**Task to carry out:**
The required answer is the data below, restated word for word with images omitted.

**Entries shown:**
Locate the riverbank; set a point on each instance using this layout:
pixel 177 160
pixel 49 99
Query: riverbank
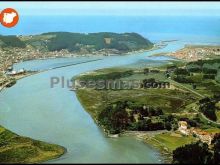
pixel 19 149
pixel 194 52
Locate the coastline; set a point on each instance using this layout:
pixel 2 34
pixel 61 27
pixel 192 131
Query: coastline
pixel 66 66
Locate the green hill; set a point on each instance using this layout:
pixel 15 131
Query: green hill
pixel 75 42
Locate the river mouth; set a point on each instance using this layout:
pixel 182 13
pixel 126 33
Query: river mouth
pixel 32 108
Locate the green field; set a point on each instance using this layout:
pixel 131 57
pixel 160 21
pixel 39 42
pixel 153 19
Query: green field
pixel 170 141
pixel 18 149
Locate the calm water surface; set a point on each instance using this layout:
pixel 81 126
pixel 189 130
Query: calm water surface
pixel 31 108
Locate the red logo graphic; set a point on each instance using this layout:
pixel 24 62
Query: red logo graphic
pixel 9 17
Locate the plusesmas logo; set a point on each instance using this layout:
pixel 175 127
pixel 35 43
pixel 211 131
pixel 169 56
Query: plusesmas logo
pixel 9 17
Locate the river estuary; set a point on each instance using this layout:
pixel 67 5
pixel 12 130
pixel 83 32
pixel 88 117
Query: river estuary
pixel 32 108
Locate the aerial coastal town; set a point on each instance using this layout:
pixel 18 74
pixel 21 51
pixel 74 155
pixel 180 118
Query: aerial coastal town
pixel 194 52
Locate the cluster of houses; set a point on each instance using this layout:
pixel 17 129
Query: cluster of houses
pixel 193 54
pixel 204 136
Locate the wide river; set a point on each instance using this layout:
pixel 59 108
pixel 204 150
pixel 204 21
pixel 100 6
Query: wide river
pixel 32 108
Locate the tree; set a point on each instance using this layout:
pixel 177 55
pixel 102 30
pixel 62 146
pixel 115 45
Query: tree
pixel 216 148
pixel 195 153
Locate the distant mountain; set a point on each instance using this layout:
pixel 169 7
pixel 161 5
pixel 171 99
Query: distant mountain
pixel 75 42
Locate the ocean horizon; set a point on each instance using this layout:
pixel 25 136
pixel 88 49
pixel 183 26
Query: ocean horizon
pixel 201 29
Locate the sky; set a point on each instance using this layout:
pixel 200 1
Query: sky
pixel 114 8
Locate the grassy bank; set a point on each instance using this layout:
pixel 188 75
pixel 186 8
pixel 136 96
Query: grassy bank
pixel 19 149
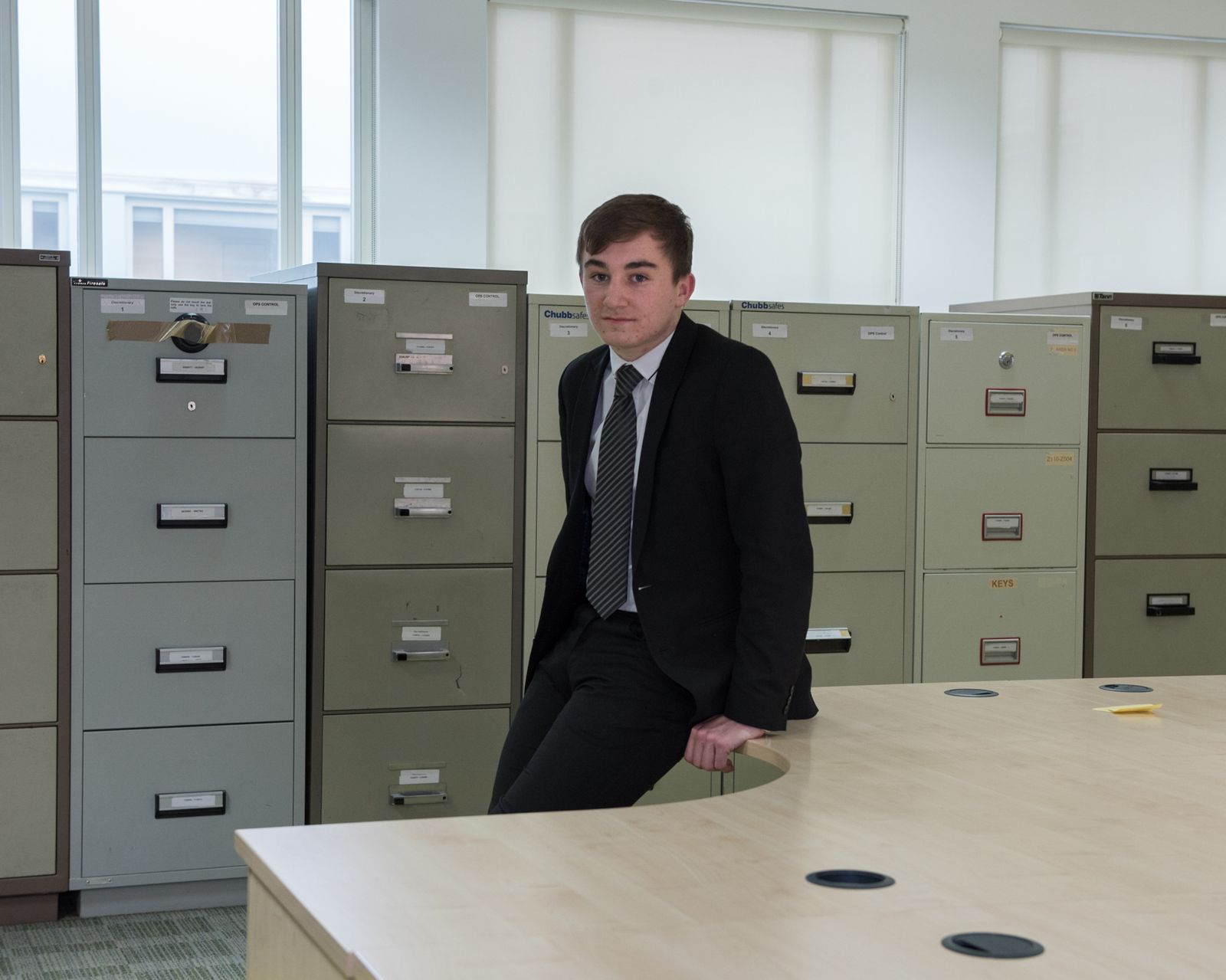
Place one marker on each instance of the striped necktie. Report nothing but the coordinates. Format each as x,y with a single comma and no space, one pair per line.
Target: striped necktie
610,561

**Response box:**
Locate the riverbank; set a point on each instance using this layout:
pixel 177 160
pixel 49 99
Query: riverbank
pixel 19 149
pixel 194 52
Locate the coastline; set a point on each instance using this layout:
pixel 2 34
pixel 61 27
pixel 192 131
Query: coastline
pixel 66 66
Locate the green hill; set a point on each instance using this layout:
pixel 15 131
Query: green hill
pixel 75 42
Locate the river mouth; set a point on each instance using this layout:
pixel 182 13
pixel 126 33
Query: river mouth
pixel 32 108
Locate the green field; set a point on each instance using this layout:
pixel 131 57
pixel 160 21
pixel 39 42
pixel 153 19
Query: green field
pixel 170 141
pixel 18 149
Locate the calm water surface; set a point on each instance using this layout:
pixel 81 126
pixel 189 130
Query: calm water surface
pixel 31 108
Locate the red logo graphic; set a point on each instance using this layout:
pixel 24 62
Query: red logo graphic
pixel 9 17
Locate the plusesmas logo; set a point on each instance using this layout:
pixel 175 127
pixel 35 43
pixel 211 131
pixel 169 56
Query: plusesmas logo
pixel 9 17
Locate the river estuary; set a point on each instance using this layout:
pixel 67 5
pixel 12 130
pixel 83 32
pixel 88 117
Query: river estuary
pixel 32 108
Locate the aerial coastal town; set a point on each instance using this layout:
pixel 18 74
pixel 21 51
pixel 74 155
pixel 180 118
Query: aerial coastal town
pixel 194 52
Locate the cluster of houses; set a point on each instance using this layout:
pixel 17 129
Query: cluster of houses
pixel 193 54
pixel 204 136
Locate the wide river; set a point on each instance using this layout:
pixel 59 108
pixel 204 150
pixel 204 21
pixel 100 6
Query: wide river
pixel 32 108
Locate the tree; set a point on each instance using this layout:
pixel 177 55
pixel 102 30
pixel 62 146
pixel 115 45
Query: tree
pixel 216 148
pixel 195 153
Locate the distant mountain; set a point on each instance using this layout:
pixel 169 7
pixel 161 5
pixel 171 99
Query: distant mountain
pixel 75 42
Locate the ocean horizon; set a point on each instance using this layout:
pixel 25 136
pixel 88 49
pixel 183 26
Query: ocean horizon
pixel 201 29
Locate the sky; set a point on each instance using this layout:
pixel 200 1
Query: sky
pixel 114 8
Locate the grassy bank; set a point on each instance using this layout:
pixel 188 75
pixel 186 8
pixel 136 96
Query: grassy bank
pixel 19 149
Place one marker on each instance of the striped necktie. Report nothing but the coordinates. Format each as x,y with a single comma and no space, one pair per line.
Target: striped necktie
610,561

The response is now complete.